▸ AIM OF THE TASK: Show every line of the records below that contains the word "sign".

▸ Stored data entries:
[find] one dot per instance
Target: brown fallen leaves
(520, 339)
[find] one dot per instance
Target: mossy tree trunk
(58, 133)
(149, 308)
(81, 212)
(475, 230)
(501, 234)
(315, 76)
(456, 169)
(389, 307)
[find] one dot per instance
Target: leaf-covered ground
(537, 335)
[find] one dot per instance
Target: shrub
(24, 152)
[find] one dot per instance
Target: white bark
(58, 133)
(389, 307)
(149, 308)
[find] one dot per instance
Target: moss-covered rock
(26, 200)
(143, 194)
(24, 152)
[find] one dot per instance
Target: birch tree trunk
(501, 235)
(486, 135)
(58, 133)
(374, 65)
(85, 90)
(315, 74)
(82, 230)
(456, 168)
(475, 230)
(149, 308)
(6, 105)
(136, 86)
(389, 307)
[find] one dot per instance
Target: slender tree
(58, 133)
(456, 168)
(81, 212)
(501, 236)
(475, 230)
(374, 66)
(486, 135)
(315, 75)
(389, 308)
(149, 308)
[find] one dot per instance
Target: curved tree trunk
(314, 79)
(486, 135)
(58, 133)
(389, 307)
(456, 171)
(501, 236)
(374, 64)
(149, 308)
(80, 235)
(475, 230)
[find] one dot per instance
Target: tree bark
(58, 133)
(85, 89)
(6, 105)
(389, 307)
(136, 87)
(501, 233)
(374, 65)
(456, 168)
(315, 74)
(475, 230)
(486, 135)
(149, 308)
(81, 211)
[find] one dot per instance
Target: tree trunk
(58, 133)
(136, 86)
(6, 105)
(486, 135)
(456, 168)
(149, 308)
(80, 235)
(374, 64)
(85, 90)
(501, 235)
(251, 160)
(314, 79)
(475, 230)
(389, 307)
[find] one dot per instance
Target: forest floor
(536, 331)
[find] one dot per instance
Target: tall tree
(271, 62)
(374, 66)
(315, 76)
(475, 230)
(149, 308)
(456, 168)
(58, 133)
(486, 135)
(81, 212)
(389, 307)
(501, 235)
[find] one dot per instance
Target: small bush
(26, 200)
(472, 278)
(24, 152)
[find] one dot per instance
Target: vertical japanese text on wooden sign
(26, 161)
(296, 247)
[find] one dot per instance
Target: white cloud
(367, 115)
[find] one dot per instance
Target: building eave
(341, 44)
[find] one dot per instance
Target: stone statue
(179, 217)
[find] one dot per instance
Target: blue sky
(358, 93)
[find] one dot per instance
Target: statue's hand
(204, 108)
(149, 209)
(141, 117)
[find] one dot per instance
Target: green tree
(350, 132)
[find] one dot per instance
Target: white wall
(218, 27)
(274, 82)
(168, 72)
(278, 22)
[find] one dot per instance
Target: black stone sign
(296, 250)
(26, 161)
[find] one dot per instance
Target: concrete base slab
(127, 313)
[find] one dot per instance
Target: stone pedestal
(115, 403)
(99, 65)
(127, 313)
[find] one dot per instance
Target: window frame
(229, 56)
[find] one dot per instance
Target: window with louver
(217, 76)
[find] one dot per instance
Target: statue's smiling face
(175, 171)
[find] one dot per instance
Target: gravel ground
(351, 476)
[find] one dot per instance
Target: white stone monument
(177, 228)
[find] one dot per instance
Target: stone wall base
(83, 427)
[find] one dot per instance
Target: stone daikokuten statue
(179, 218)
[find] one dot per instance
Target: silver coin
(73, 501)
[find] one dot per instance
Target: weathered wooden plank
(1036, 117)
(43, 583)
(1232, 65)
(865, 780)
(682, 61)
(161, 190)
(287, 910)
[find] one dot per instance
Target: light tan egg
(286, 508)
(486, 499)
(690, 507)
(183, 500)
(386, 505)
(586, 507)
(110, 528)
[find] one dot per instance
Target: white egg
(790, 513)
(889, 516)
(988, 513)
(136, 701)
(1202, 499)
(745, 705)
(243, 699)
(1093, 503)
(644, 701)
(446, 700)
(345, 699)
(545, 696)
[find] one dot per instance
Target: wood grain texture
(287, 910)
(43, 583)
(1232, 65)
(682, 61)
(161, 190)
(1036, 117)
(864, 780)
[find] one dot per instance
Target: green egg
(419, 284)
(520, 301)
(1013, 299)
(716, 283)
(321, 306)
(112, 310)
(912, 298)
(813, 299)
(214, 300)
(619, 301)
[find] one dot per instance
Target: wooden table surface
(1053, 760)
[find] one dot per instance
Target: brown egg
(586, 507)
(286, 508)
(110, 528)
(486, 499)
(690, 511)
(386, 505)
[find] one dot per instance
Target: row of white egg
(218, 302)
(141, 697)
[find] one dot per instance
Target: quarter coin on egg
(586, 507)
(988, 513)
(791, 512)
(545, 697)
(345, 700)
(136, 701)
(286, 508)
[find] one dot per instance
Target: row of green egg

▸ EXERCISE ANSWER:
Target: vertical japanese text on wooden sign
Target: black stone sign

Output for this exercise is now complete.